-- Records for this exercise start --
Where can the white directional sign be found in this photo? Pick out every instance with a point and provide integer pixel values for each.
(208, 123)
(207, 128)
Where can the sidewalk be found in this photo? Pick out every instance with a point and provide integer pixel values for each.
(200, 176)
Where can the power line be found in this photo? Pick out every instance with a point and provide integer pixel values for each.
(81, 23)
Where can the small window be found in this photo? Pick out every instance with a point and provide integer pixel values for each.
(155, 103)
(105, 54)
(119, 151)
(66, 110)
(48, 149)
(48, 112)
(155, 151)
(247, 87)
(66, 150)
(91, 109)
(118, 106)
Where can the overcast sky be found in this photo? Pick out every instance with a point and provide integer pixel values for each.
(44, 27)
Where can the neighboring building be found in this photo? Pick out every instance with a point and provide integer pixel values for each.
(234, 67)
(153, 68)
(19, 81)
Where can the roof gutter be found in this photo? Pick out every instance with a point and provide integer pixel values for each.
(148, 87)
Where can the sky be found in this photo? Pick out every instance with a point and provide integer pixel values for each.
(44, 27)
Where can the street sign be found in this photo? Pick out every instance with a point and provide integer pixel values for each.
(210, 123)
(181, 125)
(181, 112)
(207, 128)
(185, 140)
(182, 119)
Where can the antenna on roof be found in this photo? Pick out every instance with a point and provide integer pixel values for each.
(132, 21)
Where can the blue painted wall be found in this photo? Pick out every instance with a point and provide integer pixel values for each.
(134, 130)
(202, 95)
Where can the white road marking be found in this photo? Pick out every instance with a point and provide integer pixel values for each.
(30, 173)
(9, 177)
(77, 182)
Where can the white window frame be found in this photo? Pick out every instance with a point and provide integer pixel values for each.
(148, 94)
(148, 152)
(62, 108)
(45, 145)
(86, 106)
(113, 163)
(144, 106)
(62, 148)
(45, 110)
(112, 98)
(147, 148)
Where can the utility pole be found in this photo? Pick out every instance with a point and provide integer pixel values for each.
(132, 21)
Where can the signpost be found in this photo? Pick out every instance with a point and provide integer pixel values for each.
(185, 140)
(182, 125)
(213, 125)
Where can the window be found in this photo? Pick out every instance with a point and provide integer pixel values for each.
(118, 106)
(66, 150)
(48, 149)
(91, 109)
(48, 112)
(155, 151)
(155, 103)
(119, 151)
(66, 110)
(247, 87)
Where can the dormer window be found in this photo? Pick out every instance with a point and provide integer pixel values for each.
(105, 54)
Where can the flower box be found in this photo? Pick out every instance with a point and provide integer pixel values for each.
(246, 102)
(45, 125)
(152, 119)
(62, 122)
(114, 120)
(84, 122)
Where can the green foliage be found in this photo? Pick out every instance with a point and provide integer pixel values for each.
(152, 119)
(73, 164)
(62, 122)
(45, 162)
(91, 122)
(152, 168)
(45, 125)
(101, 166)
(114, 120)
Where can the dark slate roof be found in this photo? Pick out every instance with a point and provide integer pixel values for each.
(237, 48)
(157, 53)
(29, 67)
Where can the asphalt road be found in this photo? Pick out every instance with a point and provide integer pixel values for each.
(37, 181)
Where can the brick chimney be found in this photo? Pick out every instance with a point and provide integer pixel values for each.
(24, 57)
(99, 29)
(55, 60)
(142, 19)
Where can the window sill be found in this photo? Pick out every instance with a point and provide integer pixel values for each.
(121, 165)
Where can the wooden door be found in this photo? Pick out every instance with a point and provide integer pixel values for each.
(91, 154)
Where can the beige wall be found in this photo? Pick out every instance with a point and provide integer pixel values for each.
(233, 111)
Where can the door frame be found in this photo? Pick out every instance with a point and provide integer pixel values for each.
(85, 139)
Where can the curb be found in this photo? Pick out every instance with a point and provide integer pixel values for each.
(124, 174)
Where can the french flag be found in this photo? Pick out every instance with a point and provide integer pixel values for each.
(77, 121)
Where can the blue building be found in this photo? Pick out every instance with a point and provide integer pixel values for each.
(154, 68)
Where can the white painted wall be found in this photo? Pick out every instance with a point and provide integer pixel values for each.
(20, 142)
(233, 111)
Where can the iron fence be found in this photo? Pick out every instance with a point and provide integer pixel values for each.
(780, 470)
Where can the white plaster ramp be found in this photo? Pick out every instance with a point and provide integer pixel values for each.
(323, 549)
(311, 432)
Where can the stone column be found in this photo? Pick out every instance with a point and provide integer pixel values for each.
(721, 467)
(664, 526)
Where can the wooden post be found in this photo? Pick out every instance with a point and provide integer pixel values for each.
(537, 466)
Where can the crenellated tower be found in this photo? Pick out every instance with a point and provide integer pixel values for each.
-- Records for this exercise end --
_Task directions_. Could you reproduce the whole listing above word for word?

_Task result_.
Where can the white directional sign be found in this photo? Pick out every instance with a point and provide integer pixel values for each.
(208, 123)
(207, 128)
Where can the sidewalk be found in this photo? Pick out every instance with a point and provide integer pixel values for each.
(200, 176)
Where can the power line be found in this photo? Pick out every instance with a point and provide integer pixel values for each.
(81, 23)
Where can the small window be found in this photo? Pick out every instance with a point and provide integer pixel values for each.
(155, 103)
(105, 54)
(119, 151)
(66, 110)
(48, 149)
(48, 112)
(155, 151)
(247, 87)
(66, 150)
(91, 109)
(118, 106)
Where can the overcast sky be found in this photo? Pick out every instance with a point and provide integer pixel values for each.
(44, 27)
Where can the neighboring building be found in this photo? Pick out every instance with a point and provide integer pixel values for each.
(234, 67)
(153, 68)
(19, 81)
Where can the roof gutter be found in this photo? Pick out every instance with a point and provide integer pixel values for each.
(148, 87)
Where can the sky be found in this photo? Pick out every instance with a point and provide integer pixel values for each.
(44, 27)
Where can the street sign be found in this photo? Pick out every instance with a point and provide integer pixel values for each.
(210, 123)
(181, 125)
(181, 112)
(207, 128)
(185, 140)
(182, 119)
Where can the antenna on roof be found in this photo? Pick out every instance with a point and provide integer pixel values for each.
(132, 21)
Where can the blue painted wall be found in this photo? Pick out every instance with a point and provide integer pixel values for each.
(134, 130)
(202, 95)
Where can the white road marking be found in this photo? Pick out every instance with a point and provide integer pixel values for each.
(30, 173)
(9, 177)
(77, 182)
Where can the white window frame be found in this photo? Pick out every instance with a point and provide integer pixel values for each.
(148, 94)
(148, 152)
(62, 108)
(45, 145)
(86, 106)
(113, 163)
(144, 106)
(62, 148)
(45, 110)
(112, 98)
(147, 148)
Where can the utility pole be found in this photo? Pick out every instance with a point and provide integer pixel values for each.
(132, 21)
Where can the signpost be found in this photo? Pick out every instance with a point and provide integer pixel values for each.
(185, 140)
(182, 125)
(213, 125)
Where can the window be found in this photo? Pick out every instance with a point and provide integer pixel values for each.
(118, 106)
(66, 150)
(48, 149)
(91, 109)
(48, 112)
(155, 151)
(155, 103)
(119, 151)
(66, 110)
(247, 87)
Where can the dormer window be found in this photo? Pick out every instance with a point and provide integer pixel values for each.
(105, 54)
Where can the flower box be found in this photo? Pick out every instance with a point and provide integer pixel values for each.
(246, 102)
(45, 125)
(152, 119)
(62, 122)
(114, 120)
(84, 122)
Where can the green foliage be found in this photo? Pick out every instance with a point and provide integer pixel values for each.
(152, 119)
(73, 164)
(62, 122)
(45, 162)
(91, 122)
(152, 168)
(45, 125)
(101, 166)
(114, 120)
Where can the dark slate roof be found in this photo? Pick out every instance with a point and provide integer pixel values for each.
(237, 48)
(157, 53)
(29, 67)
Where can the asphalt road be found in this photo? Pick out every instance with a point and provide integer pixel values for each.
(37, 181)
Where can the brick chimney be found in this photo? Pick out every instance with a point and provide integer pixel values for each.
(24, 57)
(99, 29)
(55, 60)
(142, 19)
Where can the window sill be found in this photo? Pick out every instance with a point and provide integer pixel values for each.
(121, 165)
Where can the wooden door be found in this photo? Pick out every instance with a point and provide integer pixel values for each.
(91, 154)
Where can the beige wall be found in this photo? Pick out every instance with a point and provide integer pixel values for each.
(233, 111)
Where can the door frame be found in this photo? Pick out every instance with a point and provide integer pixel values for each.
(85, 139)
Where can the curb be found in this photo? Pick out every instance with a point and provide integer pixel values for each.
(124, 174)
Where can the french flag be found in this photo? Pick out every instance with a point and provide integer pixel values for each.
(77, 121)
Where can the blue building be found in this photo? Pick out every instance with a point and provide integer pixel values for each.
(154, 68)
Where can the white painted wall be found in this photo? Pick out every instance with a point and provide integer pixel values for each.
(20, 142)
(233, 111)
Where can the iron fence be found in this photo? Pick out every instance with a point and provide integer pixel values for each.
(780, 470)
Where can the white plaster ramp be found in this photo? Pick out every instance with a point and provide integer pixel values for each.
(323, 549)
(311, 432)
Where can the stone column be found in this photo? Pick out every instance with a point and provide integer pixel values for each.
(721, 467)
(664, 526)
Where can the wooden post be found in this photo? Pick out every instance with a point and provide integer pixel values for each.
(537, 466)
Where can the crenellated tower be found in this photo? Pick out every instance with a point and provide integer pixel values for each.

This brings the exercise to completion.